• Stated goal
Reproduce each line exactly. Skip none.

• Material shown
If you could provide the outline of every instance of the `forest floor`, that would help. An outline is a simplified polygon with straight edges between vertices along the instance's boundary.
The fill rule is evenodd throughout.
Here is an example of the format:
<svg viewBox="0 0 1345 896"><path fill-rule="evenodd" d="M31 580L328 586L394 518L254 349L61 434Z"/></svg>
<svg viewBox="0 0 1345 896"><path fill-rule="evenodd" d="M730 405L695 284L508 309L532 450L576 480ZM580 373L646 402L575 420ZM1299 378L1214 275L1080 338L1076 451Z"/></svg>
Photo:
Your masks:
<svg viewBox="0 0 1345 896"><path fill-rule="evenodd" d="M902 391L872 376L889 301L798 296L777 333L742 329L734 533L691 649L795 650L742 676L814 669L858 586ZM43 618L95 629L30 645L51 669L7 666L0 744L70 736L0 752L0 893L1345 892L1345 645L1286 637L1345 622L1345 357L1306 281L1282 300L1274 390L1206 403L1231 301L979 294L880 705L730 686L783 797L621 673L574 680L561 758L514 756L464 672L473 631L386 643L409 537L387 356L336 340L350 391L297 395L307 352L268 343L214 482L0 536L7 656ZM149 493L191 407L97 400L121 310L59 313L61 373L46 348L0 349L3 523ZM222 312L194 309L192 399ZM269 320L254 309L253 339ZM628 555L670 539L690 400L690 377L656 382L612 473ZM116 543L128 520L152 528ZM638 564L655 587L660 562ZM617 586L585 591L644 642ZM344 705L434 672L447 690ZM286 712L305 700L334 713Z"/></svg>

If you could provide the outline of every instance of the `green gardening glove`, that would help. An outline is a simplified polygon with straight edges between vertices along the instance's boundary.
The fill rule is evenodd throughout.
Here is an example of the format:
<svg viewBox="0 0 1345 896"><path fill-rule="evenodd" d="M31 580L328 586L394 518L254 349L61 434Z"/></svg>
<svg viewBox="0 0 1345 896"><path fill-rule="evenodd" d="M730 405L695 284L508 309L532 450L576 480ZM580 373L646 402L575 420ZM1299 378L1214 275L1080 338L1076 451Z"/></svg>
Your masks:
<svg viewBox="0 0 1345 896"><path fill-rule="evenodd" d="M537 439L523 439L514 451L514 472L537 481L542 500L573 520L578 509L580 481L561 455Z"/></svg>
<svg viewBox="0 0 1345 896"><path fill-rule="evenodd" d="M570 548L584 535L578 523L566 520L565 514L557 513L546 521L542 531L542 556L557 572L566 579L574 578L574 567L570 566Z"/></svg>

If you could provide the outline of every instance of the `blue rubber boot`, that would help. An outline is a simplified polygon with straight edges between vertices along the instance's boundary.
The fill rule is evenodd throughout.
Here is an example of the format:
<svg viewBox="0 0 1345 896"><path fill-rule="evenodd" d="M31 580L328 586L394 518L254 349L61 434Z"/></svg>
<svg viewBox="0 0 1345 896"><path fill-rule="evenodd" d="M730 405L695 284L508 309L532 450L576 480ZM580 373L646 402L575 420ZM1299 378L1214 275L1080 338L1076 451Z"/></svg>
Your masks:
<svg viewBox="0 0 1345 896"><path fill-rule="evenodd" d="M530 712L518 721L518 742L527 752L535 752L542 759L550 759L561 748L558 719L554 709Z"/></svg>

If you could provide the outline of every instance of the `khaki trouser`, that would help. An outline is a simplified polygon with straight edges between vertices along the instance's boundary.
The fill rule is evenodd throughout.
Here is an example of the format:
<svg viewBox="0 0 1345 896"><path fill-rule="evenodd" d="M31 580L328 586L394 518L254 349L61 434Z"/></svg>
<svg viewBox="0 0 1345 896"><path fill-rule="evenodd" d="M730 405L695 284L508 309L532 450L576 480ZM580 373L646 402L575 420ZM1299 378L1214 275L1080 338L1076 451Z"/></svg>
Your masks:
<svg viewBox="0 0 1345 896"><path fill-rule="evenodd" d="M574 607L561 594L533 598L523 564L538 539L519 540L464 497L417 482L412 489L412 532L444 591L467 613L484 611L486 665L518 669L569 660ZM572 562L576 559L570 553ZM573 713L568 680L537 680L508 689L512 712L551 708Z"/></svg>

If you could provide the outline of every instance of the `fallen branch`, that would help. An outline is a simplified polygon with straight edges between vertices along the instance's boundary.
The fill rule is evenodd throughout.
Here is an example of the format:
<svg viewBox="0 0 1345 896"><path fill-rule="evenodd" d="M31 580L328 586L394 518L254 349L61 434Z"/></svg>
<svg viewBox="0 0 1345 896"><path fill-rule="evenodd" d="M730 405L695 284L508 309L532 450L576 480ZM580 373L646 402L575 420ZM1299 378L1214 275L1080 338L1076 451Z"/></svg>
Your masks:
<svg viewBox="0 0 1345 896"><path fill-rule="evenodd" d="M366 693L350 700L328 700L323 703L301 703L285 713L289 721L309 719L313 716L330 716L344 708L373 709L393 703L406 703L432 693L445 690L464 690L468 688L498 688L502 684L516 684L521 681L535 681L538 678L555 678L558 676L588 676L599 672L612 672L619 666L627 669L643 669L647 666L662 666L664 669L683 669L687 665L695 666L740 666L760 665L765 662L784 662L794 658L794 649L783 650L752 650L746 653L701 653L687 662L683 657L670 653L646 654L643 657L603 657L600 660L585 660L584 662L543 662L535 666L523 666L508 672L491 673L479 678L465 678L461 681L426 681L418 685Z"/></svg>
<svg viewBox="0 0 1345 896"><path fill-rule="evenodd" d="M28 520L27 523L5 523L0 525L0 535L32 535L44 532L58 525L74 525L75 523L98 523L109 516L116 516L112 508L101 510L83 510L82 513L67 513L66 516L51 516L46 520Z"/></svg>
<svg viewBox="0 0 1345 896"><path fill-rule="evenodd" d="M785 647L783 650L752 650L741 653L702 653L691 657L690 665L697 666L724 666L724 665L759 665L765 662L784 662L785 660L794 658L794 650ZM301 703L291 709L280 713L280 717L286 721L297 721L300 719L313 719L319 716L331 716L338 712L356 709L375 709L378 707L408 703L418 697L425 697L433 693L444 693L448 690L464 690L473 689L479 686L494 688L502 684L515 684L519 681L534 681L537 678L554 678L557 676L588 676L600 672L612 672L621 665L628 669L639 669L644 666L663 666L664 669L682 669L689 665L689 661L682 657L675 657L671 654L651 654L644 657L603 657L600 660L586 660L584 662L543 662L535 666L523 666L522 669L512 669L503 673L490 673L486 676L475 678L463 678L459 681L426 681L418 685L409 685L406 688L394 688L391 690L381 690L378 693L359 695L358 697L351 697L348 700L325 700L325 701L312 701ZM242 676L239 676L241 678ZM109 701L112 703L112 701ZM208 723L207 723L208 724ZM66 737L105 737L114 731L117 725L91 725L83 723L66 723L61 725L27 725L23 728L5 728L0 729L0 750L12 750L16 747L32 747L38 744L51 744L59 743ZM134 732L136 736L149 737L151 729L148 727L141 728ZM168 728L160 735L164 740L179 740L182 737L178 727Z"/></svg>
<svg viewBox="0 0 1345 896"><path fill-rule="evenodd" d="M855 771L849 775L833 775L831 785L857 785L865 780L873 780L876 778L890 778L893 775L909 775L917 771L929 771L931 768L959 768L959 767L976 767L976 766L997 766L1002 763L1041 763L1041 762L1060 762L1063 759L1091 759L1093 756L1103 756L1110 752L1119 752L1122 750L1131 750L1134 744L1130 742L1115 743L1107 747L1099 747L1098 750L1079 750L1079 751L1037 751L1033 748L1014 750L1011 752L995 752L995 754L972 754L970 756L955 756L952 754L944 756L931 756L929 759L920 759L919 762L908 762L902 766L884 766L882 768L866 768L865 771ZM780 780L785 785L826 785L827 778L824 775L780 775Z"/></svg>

• Solution for this exercise
If you could provide the outline of every instance of the `forest floor`, that would help. An outline is a simplified polygon with straight edges between vertices along the instance's boundary.
The fill rule is evenodd throughout.
Here is an example of the format:
<svg viewBox="0 0 1345 896"><path fill-rule="evenodd" d="M31 580L328 586L394 518L254 349L61 434Z"/></svg>
<svg viewBox="0 0 1345 896"><path fill-rule="evenodd" d="M730 405L695 284L508 309L532 450L576 480ZM580 373L646 402L575 420ZM1299 378L1214 275L1080 338L1076 451Z"/></svg>
Photo:
Your masks:
<svg viewBox="0 0 1345 896"><path fill-rule="evenodd" d="M902 391L872 376L889 301L798 296L777 333L742 329L734 533L691 649L795 650L742 676L814 669L858 586ZM43 618L95 629L30 645L51 669L7 666L0 744L70 736L0 752L0 893L1345 892L1345 645L1286 637L1345 622L1345 357L1306 281L1282 300L1274 390L1206 403L1231 301L979 294L880 705L730 686L783 797L621 673L574 680L561 758L514 756L464 672L473 631L386 643L409 537L387 356L336 340L350 391L297 395L307 352L268 343L214 482L0 536L7 656ZM149 493L191 407L97 400L121 310L59 313L61 373L46 348L0 349L3 523ZM222 312L194 309L192 399ZM269 320L254 309L253 339ZM628 555L670 539L690 400L690 377L656 382L612 473ZM116 543L128 520L152 528ZM638 564L655 587L660 562ZM617 586L585 591L644 642ZM344 705L434 672L447 690ZM286 712L305 700L334 713Z"/></svg>

If you could provide the outline of every instance of the `green gardening glove`, that would help. An outline is a simplified polygon with straight edges between vertices along the instance's boundary.
The fill rule is evenodd throughout.
Here is an example of the format:
<svg viewBox="0 0 1345 896"><path fill-rule="evenodd" d="M31 580L328 586L394 518L254 349L61 434Z"/></svg>
<svg viewBox="0 0 1345 896"><path fill-rule="evenodd" d="M730 405L695 284L508 309L532 450L576 480ZM580 373L646 402L575 420ZM1299 378L1214 275L1080 338L1076 451Z"/></svg>
Your masks:
<svg viewBox="0 0 1345 896"><path fill-rule="evenodd" d="M537 439L523 439L514 451L514 472L537 481L542 500L573 520L578 509L580 481L561 455Z"/></svg>
<svg viewBox="0 0 1345 896"><path fill-rule="evenodd" d="M570 548L584 535L578 523L566 520L565 514L557 513L546 521L542 531L542 556L557 572L566 579L574 578L574 567L570 566Z"/></svg>

If you could provide the outline of every instance of the `blue rubber boot`, that would help. An outline is a simplified polygon with straight edges between vertices along the instance's boundary.
The fill rule is evenodd throughout.
Here is an example of the format:
<svg viewBox="0 0 1345 896"><path fill-rule="evenodd" d="M31 580L328 586L394 518L254 349L61 434Z"/></svg>
<svg viewBox="0 0 1345 896"><path fill-rule="evenodd" d="M730 405L695 284L508 309L532 450L576 480ZM580 373L646 402L575 420ZM1299 378L1214 275L1080 338L1076 451Z"/></svg>
Your masks:
<svg viewBox="0 0 1345 896"><path fill-rule="evenodd" d="M530 712L518 721L518 742L527 752L535 752L542 759L550 759L561 748L558 719L554 709Z"/></svg>

If you could provide the outline of every instance of the `khaki trouser`, that would help. An outline is a simplified polygon with straight edges between vertices along the instance's boundary.
The fill rule is evenodd throughout.
Here is an example of the format:
<svg viewBox="0 0 1345 896"><path fill-rule="evenodd" d="M31 580L328 586L394 518L254 349L61 434Z"/></svg>
<svg viewBox="0 0 1345 896"><path fill-rule="evenodd" d="M730 405L695 284L508 309L532 450L576 480ZM580 373L646 402L575 420ZM1299 378L1214 275L1080 338L1076 451Z"/></svg>
Your masks:
<svg viewBox="0 0 1345 896"><path fill-rule="evenodd" d="M574 607L561 594L533 598L523 564L538 539L519 540L464 497L417 482L412 489L412 532L444 591L467 613L484 611L486 665L518 669L569 660ZM572 562L576 559L570 553ZM573 713L568 680L537 680L508 689L512 712L551 708Z"/></svg>

If you could provide the outline of every instance of the `fallen branch`, that would help. An outline is a simplified polygon with straight edges between vertices along the instance's boundary.
The fill rule is evenodd throughout.
Here is an example of the format:
<svg viewBox="0 0 1345 896"><path fill-rule="evenodd" d="M31 580L328 586L394 518L254 349L61 434Z"/></svg>
<svg viewBox="0 0 1345 896"><path fill-rule="evenodd" d="M730 405L695 284L508 309L532 450L576 480ZM580 373L646 402L575 420ZM1299 378L1214 275L1080 338L1076 451Z"/></svg>
Your masks:
<svg viewBox="0 0 1345 896"><path fill-rule="evenodd" d="M366 693L350 700L328 700L323 703L301 703L285 713L289 721L309 719L313 716L330 716L344 708L373 709L393 703L406 703L432 693L445 690L464 690L468 688L498 688L502 684L516 684L521 681L535 681L538 678L555 678L558 676L588 676L599 672L612 672L619 666L627 669L643 669L647 666L662 666L664 669L683 669L687 665L695 666L740 666L760 665L765 662L784 662L794 658L794 649L783 650L752 650L746 653L701 653L687 662L683 657L670 653L646 654L643 657L603 657L600 660L585 660L584 662L543 662L535 666L523 666L508 672L491 673L479 678L465 678L461 681L426 681L418 685Z"/></svg>
<svg viewBox="0 0 1345 896"><path fill-rule="evenodd" d="M28 520L27 523L5 523L0 525L0 535L32 535L44 532L58 525L74 525L75 523L98 523L109 516L116 516L112 508L101 510L83 510L82 513L67 513L66 516L51 516L46 520Z"/></svg>
<svg viewBox="0 0 1345 896"><path fill-rule="evenodd" d="M785 647L783 650L752 650L741 653L702 653L691 657L690 665L697 666L724 666L724 665L759 665L765 662L784 662L785 660L794 658L794 650ZM301 703L291 709L280 713L280 717L286 721L297 721L300 719L313 719L319 716L331 716L338 712L356 709L375 709L378 707L408 703L418 697L425 697L433 693L444 693L448 690L464 690L473 689L479 686L494 688L502 684L515 684L519 681L534 681L537 678L554 678L557 676L588 676L600 672L612 672L621 665L628 669L639 669L644 666L663 666L664 669L682 669L689 665L689 661L682 657L675 657L671 654L651 654L644 657L603 657L600 660L586 660L584 662L543 662L535 666L523 666L522 669L512 669L503 673L490 673L486 676L475 678L463 678L459 681L426 681L418 685L409 685L406 688L394 688L391 690L381 690L378 693L359 695L358 697L351 697L348 700L325 700L325 701L312 701ZM242 676L239 676L241 678ZM109 701L112 703L112 701ZM208 723L207 723L208 724ZM66 737L105 737L114 731L117 725L91 725L83 723L66 723L61 725L27 725L23 728L5 728L0 729L0 750L12 750L16 747L32 747L38 744L51 744L59 743ZM134 732L136 736L149 737L151 729L148 727L141 728ZM168 728L160 735L164 740L179 740L182 737L178 727Z"/></svg>
<svg viewBox="0 0 1345 896"><path fill-rule="evenodd" d="M855 771L849 775L833 775L831 785L857 785L865 780L873 780L876 778L890 778L893 775L909 775L917 771L929 771L931 768L959 768L959 767L976 767L976 766L997 766L1002 763L1041 763L1041 762L1060 762L1063 759L1091 759L1093 756L1103 756L1110 752L1119 752L1122 750L1131 750L1134 744L1130 742L1115 743L1107 747L1099 747L1098 750L1079 750L1079 751L1037 751L1033 748L1014 750L1011 752L995 752L995 754L972 754L970 756L955 756L952 754L944 756L931 756L929 759L920 759L919 762L908 762L902 766L884 766L882 768L866 768L865 771ZM780 780L785 785L826 785L827 778L824 775L780 775Z"/></svg>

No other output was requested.